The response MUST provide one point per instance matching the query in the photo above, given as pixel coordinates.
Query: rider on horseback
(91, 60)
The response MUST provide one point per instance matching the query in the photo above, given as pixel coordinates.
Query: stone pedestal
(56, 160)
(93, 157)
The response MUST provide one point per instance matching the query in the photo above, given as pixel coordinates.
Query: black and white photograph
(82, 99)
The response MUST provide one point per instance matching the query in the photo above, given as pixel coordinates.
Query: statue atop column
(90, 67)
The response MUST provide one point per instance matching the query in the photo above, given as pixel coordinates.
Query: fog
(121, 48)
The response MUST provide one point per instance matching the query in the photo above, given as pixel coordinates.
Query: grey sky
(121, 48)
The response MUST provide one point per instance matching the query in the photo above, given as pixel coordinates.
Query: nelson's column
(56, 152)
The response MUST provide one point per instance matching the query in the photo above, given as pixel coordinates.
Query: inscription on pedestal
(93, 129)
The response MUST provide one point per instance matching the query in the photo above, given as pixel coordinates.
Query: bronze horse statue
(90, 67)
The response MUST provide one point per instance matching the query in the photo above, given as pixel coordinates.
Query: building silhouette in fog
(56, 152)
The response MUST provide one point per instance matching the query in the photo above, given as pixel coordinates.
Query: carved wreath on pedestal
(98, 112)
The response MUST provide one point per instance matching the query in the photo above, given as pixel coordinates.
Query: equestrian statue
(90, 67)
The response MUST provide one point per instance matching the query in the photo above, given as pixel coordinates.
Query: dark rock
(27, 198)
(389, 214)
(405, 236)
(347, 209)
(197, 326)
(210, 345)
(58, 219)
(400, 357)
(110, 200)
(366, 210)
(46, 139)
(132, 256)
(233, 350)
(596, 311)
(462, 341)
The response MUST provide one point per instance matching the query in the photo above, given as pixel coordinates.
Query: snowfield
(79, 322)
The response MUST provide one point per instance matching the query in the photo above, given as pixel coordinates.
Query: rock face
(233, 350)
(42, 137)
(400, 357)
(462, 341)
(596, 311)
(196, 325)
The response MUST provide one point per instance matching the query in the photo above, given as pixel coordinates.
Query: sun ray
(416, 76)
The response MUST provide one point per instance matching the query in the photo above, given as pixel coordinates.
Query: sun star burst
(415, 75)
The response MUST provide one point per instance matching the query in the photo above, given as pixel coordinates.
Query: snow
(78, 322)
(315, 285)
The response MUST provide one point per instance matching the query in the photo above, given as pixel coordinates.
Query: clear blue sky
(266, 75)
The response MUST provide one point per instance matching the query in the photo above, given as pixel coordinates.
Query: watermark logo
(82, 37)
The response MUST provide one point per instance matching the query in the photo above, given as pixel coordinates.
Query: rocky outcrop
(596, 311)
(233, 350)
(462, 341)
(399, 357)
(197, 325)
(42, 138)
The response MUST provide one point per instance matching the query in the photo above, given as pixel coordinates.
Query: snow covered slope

* * * * * * *

**Problem requirements:** Extract the full listing above without altering anything.

**Result:**
The response MUST provide one point per instance matching the query in the photo above, given as pixel coordinates.
Query: rider on horseback
(91, 60)
The response MUST provide one point per instance matching the query in the photo above, given as pixel coordinates.
Query: stone pedestal
(56, 160)
(93, 157)
The response MUST provide one point per instance matching the query in the photo above, given as pixel coordinates.
Query: black and white photograph
(82, 99)
The response MUST provide one point per instance matching the query in the photo above, given as pixel coordinates.
Query: statue atop column
(90, 67)
The response MUST provide one point per instance matching the query in the photo above, given as pixel coordinates.
Query: fog
(121, 48)
The response MUST provide one point per instance matching the query in the photo above, given as pixel coordinates.
Query: grey sky
(121, 48)
The response MUST provide one point per instance matching the query in the photo above, given as pixel coordinates.
Query: nelson's column
(56, 152)
The response MUST provide one point per instance matching the query in the photo above, given as pixel coordinates.
Query: inscription on pedestal
(93, 129)
The response MUST provide one point per instance matching the query in the photo above, given as pixel coordinates.
Query: bronze horse statue
(90, 67)
The response MUST provide one point per instance matching the query in the photo above, given as pixel coordinates.
Query: building silhouette in fog
(56, 152)
The response MUST provide one point per instance matching the query in the photo above, given as pixel coordinates.
Query: carved wreath on pedestal
(98, 112)
The response MUST provide one point per instance matching the query in the photo above, given as pixel coordinates.
Query: equestrian statue
(90, 67)
The response MUST provide one point per instance matching the query in the photo above, given as pixel coordinates.
Query: dark rock
(27, 198)
(389, 214)
(405, 236)
(347, 209)
(197, 326)
(210, 345)
(58, 219)
(400, 357)
(110, 200)
(366, 210)
(46, 139)
(132, 256)
(233, 350)
(596, 311)
(462, 341)
The response MUST provide one point per instance matching the query in the photo above, given as pixel coordinates.
Query: snowfield
(79, 322)
The response MUST provide one point per instance matching the query in the photo above, given as pixel coordinates.
Query: rock face
(233, 350)
(42, 137)
(400, 357)
(462, 341)
(596, 311)
(196, 325)
The response MUST provide one point per instance matching the query in the photo above, given as pixel coordinates.
Query: sun ray
(416, 76)
The response MUST provide one point per instance matching the query in the photo above, given as pixel coordinates.
Query: sun star burst
(415, 75)
The response MUST provide one point per instance matching the query in the photo above, given as pixel coordinates.
Query: snow
(78, 322)
(315, 285)
The response MUST provide one point per instance matching the query in the photo above, given as pixel coordinates.
Query: clear blue sky
(266, 75)
The response MUST provide one point per instance matching the query in the photo above, given as pixel coordinates.
Query: watermark logo
(82, 37)
The response MUST provide one point per instance matching the query in the photo above, given as pixel coordinates.
Query: rocky outcrop
(596, 311)
(233, 350)
(462, 341)
(399, 357)
(197, 325)
(42, 138)
The response MUST provide one point per instance matching the query in the photo above, given as pixel coordinates.
Query: snow covered slope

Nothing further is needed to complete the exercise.